BRIEF:
Scale the data below from the line with "the concrete paving" up to and including the last line of the data. Reproduce each of those lines, requests included, multiply every coordinate in the answers by 1.95, round each result to a whole number with halves going up, and return only those lines.
------------
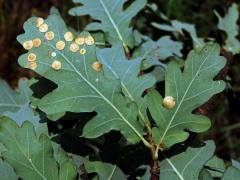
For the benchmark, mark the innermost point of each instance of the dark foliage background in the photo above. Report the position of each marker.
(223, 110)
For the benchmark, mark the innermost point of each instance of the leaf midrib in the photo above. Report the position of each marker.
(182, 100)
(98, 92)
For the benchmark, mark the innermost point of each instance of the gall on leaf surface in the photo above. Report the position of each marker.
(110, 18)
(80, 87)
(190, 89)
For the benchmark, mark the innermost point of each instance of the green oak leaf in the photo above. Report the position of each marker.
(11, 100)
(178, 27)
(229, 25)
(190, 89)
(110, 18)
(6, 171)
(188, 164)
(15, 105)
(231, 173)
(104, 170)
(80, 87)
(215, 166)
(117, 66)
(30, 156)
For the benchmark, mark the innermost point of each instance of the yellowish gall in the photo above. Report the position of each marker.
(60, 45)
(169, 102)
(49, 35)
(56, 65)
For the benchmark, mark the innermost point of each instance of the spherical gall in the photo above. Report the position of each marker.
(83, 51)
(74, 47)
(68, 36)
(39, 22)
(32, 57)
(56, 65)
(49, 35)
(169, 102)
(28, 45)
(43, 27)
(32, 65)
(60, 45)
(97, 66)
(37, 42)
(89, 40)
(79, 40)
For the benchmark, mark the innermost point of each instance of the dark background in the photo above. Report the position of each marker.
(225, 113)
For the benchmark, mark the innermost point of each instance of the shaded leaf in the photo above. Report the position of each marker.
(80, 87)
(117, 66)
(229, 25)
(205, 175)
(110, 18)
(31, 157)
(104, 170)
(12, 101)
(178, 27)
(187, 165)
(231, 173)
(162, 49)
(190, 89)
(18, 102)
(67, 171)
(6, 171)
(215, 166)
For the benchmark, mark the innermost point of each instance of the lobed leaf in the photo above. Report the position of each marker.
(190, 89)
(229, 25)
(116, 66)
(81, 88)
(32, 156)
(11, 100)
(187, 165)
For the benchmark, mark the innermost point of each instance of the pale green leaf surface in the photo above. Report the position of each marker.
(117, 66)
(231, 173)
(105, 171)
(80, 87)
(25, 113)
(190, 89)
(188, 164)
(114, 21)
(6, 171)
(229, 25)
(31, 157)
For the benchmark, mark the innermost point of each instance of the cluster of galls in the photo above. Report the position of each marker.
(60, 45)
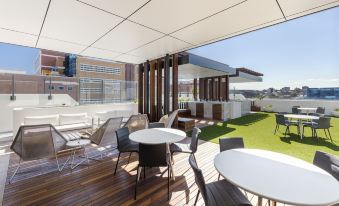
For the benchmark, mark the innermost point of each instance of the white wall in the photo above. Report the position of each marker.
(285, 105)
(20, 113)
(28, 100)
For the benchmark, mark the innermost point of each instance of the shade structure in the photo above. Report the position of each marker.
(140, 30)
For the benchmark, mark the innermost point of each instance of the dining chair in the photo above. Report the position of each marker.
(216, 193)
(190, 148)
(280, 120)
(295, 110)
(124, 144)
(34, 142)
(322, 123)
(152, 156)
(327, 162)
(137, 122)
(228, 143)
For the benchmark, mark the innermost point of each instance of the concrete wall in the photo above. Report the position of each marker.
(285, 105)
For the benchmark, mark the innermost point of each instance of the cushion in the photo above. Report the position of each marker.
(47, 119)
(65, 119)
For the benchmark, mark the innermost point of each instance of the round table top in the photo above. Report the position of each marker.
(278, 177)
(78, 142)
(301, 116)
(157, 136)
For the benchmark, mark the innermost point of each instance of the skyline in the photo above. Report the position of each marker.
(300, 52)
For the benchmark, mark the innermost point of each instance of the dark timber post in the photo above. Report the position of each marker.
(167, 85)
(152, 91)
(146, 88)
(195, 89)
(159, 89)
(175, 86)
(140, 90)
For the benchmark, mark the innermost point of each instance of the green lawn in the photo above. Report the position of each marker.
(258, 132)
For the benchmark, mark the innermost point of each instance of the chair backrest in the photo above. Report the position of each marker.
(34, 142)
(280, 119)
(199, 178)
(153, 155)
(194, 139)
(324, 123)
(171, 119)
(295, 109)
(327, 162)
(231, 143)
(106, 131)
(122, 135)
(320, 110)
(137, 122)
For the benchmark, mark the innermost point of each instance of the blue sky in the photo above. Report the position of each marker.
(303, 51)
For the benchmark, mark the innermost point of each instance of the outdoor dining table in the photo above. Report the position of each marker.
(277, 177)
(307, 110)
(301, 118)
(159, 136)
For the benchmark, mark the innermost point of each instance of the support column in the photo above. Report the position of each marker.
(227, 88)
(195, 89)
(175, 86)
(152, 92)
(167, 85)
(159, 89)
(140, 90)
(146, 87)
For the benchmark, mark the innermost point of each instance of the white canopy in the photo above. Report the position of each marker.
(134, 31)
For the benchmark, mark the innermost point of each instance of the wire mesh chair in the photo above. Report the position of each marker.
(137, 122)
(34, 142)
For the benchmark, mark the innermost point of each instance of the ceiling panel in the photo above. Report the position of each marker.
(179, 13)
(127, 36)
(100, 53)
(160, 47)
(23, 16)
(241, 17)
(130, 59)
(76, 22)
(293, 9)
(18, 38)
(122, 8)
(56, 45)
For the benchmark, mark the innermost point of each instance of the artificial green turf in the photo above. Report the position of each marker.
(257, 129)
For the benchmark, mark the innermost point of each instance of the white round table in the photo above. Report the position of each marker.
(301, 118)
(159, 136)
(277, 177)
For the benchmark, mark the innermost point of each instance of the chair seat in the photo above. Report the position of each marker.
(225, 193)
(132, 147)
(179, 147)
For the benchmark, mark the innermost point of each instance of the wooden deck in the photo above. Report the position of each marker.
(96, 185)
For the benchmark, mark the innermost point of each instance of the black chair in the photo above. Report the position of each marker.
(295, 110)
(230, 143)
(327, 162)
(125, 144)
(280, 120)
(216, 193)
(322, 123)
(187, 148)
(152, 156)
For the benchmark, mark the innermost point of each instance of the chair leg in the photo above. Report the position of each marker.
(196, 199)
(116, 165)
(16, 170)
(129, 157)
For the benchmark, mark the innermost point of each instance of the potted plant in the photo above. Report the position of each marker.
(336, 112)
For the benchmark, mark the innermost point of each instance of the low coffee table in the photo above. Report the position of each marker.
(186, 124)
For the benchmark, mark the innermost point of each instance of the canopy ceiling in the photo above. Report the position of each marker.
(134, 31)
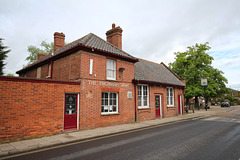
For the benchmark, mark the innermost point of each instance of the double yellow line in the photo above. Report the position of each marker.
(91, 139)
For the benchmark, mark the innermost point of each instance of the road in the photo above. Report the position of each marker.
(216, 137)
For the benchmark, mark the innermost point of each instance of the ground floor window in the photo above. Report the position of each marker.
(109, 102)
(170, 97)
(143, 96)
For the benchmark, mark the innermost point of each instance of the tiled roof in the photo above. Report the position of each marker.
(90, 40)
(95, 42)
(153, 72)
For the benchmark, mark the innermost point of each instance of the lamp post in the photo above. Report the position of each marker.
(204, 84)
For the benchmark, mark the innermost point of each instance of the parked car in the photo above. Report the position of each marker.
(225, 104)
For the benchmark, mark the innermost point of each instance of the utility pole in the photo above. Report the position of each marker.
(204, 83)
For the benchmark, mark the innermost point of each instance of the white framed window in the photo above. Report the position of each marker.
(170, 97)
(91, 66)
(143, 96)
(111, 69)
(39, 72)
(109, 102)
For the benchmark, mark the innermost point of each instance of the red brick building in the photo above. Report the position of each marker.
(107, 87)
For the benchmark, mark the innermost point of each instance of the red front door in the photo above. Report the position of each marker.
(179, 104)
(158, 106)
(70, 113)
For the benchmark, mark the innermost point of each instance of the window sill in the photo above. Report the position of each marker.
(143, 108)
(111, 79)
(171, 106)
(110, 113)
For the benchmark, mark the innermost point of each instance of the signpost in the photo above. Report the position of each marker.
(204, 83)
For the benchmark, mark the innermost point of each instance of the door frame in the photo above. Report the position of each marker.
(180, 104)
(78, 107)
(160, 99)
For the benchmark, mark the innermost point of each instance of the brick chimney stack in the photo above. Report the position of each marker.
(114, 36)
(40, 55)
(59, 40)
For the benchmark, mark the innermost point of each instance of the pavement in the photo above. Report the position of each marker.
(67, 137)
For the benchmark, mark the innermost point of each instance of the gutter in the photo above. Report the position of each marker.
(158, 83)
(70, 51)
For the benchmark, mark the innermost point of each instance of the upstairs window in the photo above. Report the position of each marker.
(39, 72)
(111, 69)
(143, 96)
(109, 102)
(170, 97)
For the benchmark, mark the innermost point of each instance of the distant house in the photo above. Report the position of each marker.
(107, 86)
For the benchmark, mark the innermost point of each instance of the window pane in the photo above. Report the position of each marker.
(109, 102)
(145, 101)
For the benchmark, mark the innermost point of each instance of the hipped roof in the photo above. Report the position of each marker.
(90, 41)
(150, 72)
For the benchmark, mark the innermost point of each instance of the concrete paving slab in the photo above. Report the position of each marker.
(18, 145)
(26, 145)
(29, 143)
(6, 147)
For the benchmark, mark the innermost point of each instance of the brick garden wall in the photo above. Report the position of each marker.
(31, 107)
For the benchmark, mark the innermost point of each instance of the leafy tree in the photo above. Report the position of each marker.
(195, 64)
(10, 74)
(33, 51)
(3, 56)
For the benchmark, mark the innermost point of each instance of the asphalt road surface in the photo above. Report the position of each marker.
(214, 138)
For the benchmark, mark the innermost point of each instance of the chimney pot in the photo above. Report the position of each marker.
------------
SOLUTION TO THE EXERCISE:
For the benchmark, mark the innermost point of each instance of the concrete paving slab in the photo above. Report the position of each marker.
(35, 283)
(51, 283)
(57, 279)
(12, 287)
For the benchmark, mark the innermost point of each instance of the brick garden wall in the photo above. Report the position of each marker.
(60, 209)
For the benchmark, mark the innermost point of each instance of the leafy tree in the photo above. Report the position of each marker.
(380, 125)
(20, 144)
(64, 99)
(6, 109)
For the benchmark, mark the innermost point of each instance of the asphalt road surface in the photo above. Report the position of each marker.
(417, 269)
For the benchmark, mark the innermost point of each instance of the chimney pot in the photo above. Report the position of each marker.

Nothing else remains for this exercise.